EXERCISE INSTRUCTIONS = From the Semiautocount page, list each Python package named under the requirements.

PASSAGE SHOWN =
====================

/semiautocount

Count types of cell in a blood smear based on interactive training

Primary LanguagePythonGNU General Public License v2.0GPL-2.0

Plasmodium Autocount and Semiautocount

Plasmodium Autocount is a python script for counting blood cells infected with malaria on a blood smear.

With the closure of the VBC and uncertain future of the VBC website at vicbioinformatic.com, the Plasmodium Autocount code is preserved here:

Semiautocount was intended as a new version of Plasmodium Autocount incorporating machine learning from manually annotated cells. The goal was to count types of cell in a blood smear based on interactive training, for example to measure the stage and severity of malarial infection.

Development of Semiautocount is on hold, possibly permanently. The code is functional but has not undergone much tuning. In particular there is considerable scope to extend the set of measurements used to classify cells.

This is free software distributed under the GPL version 2 license.

Requirements

  • Python 2

Python packages:

  • numpy
  • scipy
  • scikit-image (requires numpy, six)
  • scikit-learn (requires numpy)
  • werkzeug
  • Jinja2
  • nesoni

pip installation will attempt to install these, however note that as at June 2014, installing scikit-image and scikit-learn require numpy and six to already be installed or things break.

Windows requirements

I recommend using the Anaconda Python installer:

http://continuum.io/downloads

Install the Python 2.7 version, 32 or 64 bit as appropriate. Once Anaconda is installed, Semiautocount can be installed and upgraded using pip as shown below.

Installation

pip install https://github.com/Victorian-Bioinformatics-Consortium/semiautocount/archive/master.zip

This gives you:

  • semiac command line program
  • semiautocount module in python

Upgrading to the latest version

pip uninstall -y semiautocount nesoni
pip install https://github.com/Victorian-Bioinformatics-Consortium/semiautocount/archive/master.zip

Usage

Basic workflow

1. Create a Semiautocount working directory based on a set of images. The images are segmented into cells. eg

semiac segment: mydir inputimagesdir

(Note: If you have limited memory and multiple cores, you may need to limit to a single core with --make-cores 1)

====================

DATASET EXCERPTS =
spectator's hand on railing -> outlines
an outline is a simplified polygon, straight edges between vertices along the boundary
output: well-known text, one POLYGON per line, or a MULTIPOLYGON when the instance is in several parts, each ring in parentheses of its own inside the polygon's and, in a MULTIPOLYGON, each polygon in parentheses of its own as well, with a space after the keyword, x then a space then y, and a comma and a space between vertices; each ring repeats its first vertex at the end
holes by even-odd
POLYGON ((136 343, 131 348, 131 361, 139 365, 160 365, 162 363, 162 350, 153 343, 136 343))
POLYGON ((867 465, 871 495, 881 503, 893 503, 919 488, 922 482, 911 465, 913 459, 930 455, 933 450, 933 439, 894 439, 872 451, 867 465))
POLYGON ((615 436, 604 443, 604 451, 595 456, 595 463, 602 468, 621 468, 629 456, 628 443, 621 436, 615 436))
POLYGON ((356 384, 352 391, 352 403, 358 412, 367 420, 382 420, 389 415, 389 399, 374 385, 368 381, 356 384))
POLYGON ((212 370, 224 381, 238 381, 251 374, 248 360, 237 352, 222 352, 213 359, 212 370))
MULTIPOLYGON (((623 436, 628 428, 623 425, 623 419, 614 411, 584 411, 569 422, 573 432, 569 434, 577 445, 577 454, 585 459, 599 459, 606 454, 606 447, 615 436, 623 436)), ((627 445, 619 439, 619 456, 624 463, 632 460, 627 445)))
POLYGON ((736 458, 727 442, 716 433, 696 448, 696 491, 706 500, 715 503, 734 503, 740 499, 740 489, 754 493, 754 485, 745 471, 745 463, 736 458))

====================

RESULT BELOW = numpy, scipy, scikit-image, scikit-learn, werkzeug, Jinja2, nesoni